Saved entries
----

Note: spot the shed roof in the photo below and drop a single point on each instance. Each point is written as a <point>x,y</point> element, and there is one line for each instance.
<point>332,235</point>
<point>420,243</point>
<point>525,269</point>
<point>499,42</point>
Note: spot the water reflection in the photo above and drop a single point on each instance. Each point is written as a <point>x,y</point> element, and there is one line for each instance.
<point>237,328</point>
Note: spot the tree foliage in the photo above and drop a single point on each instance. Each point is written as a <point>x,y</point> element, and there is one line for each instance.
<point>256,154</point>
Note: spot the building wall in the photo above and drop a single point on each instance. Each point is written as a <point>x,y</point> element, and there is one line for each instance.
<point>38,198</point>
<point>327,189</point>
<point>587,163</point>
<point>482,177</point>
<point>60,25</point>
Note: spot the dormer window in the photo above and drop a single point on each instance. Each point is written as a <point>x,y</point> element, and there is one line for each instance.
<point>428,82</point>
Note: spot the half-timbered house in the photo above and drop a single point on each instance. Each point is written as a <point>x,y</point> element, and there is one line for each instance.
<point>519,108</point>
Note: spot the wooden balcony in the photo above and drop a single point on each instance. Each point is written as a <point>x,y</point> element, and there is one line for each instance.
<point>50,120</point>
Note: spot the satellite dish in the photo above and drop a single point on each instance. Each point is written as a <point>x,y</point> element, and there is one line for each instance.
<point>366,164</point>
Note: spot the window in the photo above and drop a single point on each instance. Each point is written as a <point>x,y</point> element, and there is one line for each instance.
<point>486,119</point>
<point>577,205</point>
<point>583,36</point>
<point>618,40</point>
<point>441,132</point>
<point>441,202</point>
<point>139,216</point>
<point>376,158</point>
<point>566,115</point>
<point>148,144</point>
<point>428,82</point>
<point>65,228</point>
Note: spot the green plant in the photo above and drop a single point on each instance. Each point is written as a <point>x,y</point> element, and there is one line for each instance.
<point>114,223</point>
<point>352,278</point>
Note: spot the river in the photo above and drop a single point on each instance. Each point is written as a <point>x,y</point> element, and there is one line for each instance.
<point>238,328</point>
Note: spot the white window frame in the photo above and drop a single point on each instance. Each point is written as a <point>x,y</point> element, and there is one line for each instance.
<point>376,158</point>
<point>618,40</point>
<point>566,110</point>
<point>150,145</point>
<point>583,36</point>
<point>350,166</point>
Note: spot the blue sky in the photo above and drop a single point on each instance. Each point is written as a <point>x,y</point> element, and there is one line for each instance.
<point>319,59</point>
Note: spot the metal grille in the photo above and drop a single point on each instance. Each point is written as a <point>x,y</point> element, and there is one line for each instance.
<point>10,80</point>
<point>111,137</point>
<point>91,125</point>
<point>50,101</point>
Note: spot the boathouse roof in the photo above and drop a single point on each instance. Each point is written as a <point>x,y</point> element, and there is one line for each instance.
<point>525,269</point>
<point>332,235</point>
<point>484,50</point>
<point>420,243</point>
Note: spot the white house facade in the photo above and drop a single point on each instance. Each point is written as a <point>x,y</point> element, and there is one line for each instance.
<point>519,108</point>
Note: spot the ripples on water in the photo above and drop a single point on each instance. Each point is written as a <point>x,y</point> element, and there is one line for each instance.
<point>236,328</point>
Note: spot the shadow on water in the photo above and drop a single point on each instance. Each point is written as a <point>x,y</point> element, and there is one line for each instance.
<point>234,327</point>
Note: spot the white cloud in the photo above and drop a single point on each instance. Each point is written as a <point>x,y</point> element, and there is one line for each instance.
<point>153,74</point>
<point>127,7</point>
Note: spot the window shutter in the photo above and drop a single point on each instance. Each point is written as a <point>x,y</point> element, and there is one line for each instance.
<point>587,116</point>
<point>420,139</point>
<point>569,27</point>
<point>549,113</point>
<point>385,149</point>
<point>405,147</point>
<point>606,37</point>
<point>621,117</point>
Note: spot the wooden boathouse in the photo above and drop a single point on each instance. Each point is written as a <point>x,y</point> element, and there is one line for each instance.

----

= TASK ITEM =
The full set of records must be transcribed character for character.

= WRITTEN ANSWER =
Note: spot the shed roof in the photo below and drop a single point on each instance. Each point is written as a <point>x,y</point> element, and there is one line for each instance.
<point>332,235</point>
<point>420,243</point>
<point>525,269</point>
<point>499,42</point>
Note: spot the water reflection in the photo above and drop a single point on each instance. Each point is written as a <point>x,y</point> element, and there is one line for each instance.
<point>237,328</point>
Note: spot the tree foliage in the photo above and drop a single point on each instance. Each point is written as a <point>x,y</point> element, and there is one line for each instance.
<point>256,154</point>
Note: spot the building wall in the photo above and drop a single point on each instance. Each point is written as a <point>x,y</point> element, and there is one line for each instance.
<point>38,198</point>
<point>327,189</point>
<point>587,163</point>
<point>482,177</point>
<point>60,25</point>
Note: spot the dormer window in the photo above and drop a single point on each instance. Each point is written as a <point>x,y</point> element, and there is one line for each instance.
<point>428,82</point>
Note: spot the half-timbered house in the photo above and drop a single point on each instance. Each point is written as a <point>x,y</point> element, and there is one line for each instance.
<point>519,108</point>
Note: spot the wooden balcony in the photo above and drop a single point on each instance. Each point is written as a <point>x,y</point> element, and there is one line for each instance.
<point>50,120</point>
Note: spot the satellite dish in the photo above and drop a single point on each instance. Each point is written as a <point>x,y</point> element, and there is one line for each instance.
<point>366,164</point>
Note: spot the window in the photo above and drop a single point on each instance. Each point is written as a <point>x,y</point> element, and there is one line for each instance.
<point>486,119</point>
<point>577,205</point>
<point>583,36</point>
<point>618,40</point>
<point>441,132</point>
<point>441,202</point>
<point>139,216</point>
<point>376,158</point>
<point>566,115</point>
<point>148,144</point>
<point>428,82</point>
<point>65,228</point>
Note: spot the green plant in the photo above and drop a single point on each instance. Each point is written as a <point>x,y</point> element, and there is one line for each instance.
<point>114,223</point>
<point>352,278</point>
Note: spot the river in the photo above and drop a single point on each instance. Each point is written as a <point>x,y</point> element, and there is one line for each instance.
<point>238,328</point>
Note: spot the white window frame in the photo above and drop a single point on each instance. Each point is written as a <point>x,y</point> element, and there is one line for each instance.
<point>376,158</point>
<point>618,40</point>
<point>566,110</point>
<point>150,145</point>
<point>583,36</point>
<point>350,166</point>
Note: spot the blue sky in the photo above and drop a single point on each instance. Each point is written as a <point>x,y</point> element, and there is one line for each instance.
<point>319,59</point>
Note: spot the metal grille in the photo above and drop a single point on each instance. Each point is written as a <point>x,y</point> element, and there is one line for each instance.
<point>10,80</point>
<point>111,137</point>
<point>91,125</point>
<point>50,101</point>
Note: spot the boathouse roof in the photo above and drop a single point on each instance. Each point is written as a <point>x,y</point> element, and there is one line for each instance.
<point>525,269</point>
<point>332,235</point>
<point>484,50</point>
<point>420,243</point>
Note: spot the white house facade in the photo above and drop a single point on each instance. Each point is written as a <point>x,y</point> element, and there is one line for each instance.
<point>519,108</point>
Note: spot the ripples on water in the photo above and drop a single point on each instance. Each point is written as a <point>x,y</point> element, and there is one line for each instance.
<point>236,328</point>
Note: spot the shadow on water in the photo above and drop a single point on each instance. Each point is written as a <point>x,y</point> element, and there is one line for each instance.
<point>234,327</point>
Note: spot the white cloud in the photo above and drop a single point on each instance. Each point is written as a <point>x,y</point> element, and there is one line for each instance.
<point>153,74</point>
<point>127,7</point>
Note: spot the window shutter in the photo above and drop a single point on each instance. Each point is written as a <point>x,y</point> element, and there is one line for each instance.
<point>587,116</point>
<point>420,139</point>
<point>569,27</point>
<point>549,113</point>
<point>385,149</point>
<point>405,147</point>
<point>606,37</point>
<point>621,117</point>
Note: spot the wooden boathouse in the photo above and drop a single point on each instance. Each point is written as a <point>x,y</point> element, and there is one line for each instance.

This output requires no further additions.